***** PROVIDED TEXT

Day of Rest????!!

If you think Sunday is a day of rest, you have never owned a farm with rental cottages! Mind you, this is not a complaint, as my life is rich and robust . . . and busy. (Especially busy as my son and his new wife of a couple of weeks are currently off exploring New Zealand for a month-long honeymoon.)

After rising with the sun, I went out on the farm to feed the chickens, ducks, cats and rabbits. This is a quiet time, chatting with the animals as the sun slowly bathes the farm in that magical dawn light

da girls!

ducklings..

I then made my weekly trek to the market to get the Sunday New York Times, which out here on this tiny island in the Pacific costs a small fortune. I know. I know. I can read it online. And I do — every day but Sunday. This is my treat. My East Coast girl habit.

Coffee finished and a decent stab at the crossword puzzle and it was outside to plant seed trays. Each and every week I plant over 1,000 little cells. Today I did so while listening to NPR, my other news source. I mixed a big tub with potting mix and some new granular soil amendment my farmer friend promised me will boost our gardens, which have been slow to recover from the 2015 summer from hell. While we have a formula for what vegetables to plant each week, it is pleasurable to decide just what combination to select this week. Shall I do 10 rows of magenta lettuce or 12 this week? Red oakleaf or red romaine? Tuscan kale or curly kale? Ah, the little things. All the while I’m planting, I am rotating the watering of the gardens, turning this sprinkler on, that one off. Setting my phone’s timer, as I have in the past spaced out on changing them and gotten small creeks down the aisles between beds!

**********
***** SUPPLIED ENTRIES

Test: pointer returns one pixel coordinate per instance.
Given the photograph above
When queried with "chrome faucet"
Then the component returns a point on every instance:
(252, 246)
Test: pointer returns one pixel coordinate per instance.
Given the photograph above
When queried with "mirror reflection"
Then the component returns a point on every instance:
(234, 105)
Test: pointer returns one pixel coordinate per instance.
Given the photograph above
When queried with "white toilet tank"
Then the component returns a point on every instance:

**********

*TASKS TO PERFORM*
A. In the post about a Sunday on the farm, why does the writer set a phone timer while watering the gardens? Answer in one to three sentences.
B. According to the farm Sunday post, how many cells does the writer plant each week?
C. Continue the post about a Sunday on the farm from where it stops.

*RESULTS FOR EACH TASK*
A. The writer rotates the sprinklers while planting and sets a timer because, in the past, they forgot to switch them. That left small creeks running down the aisles between the beds.

B. Over 1,000.

C.
spring 2010 021

After tucking all those seeds into the trays and watering them in, my dear nephew shows up to help with a project I have had on the never-ending list for over a year!!! —- a new top for the start table. Together we remove the old one and set the new one in place, marveling that the old one held up for over 20 years! It is as testimony to the art of prioritizing that this relatively simple job, which took maybe an hour and a half, kept getting moved around on the massive to-do list for so long. Other things just took priority.

Onward to laundry— two loads of laundry from the farm stay cottages washed and hung on the laundry line. Somehow, seeing laundry hanging on the line makes me smile. I often wonder if the guests appreciate the fresh smell of their sheets and towels or do they bemoan the fact that the towels are crisp and not fluffy?

The shed was then swept out and emails checked and responses composed. I think it is time for a quick dip in the ocean. Then back to take that laundry off the line, fold it and put it away, late afternoon round of feeding the animals and then . . . lucky me – it’s off to dinner at a dear friends house.

kalihiwai

Not a day of rest exactly, but a full and fine one, all the same.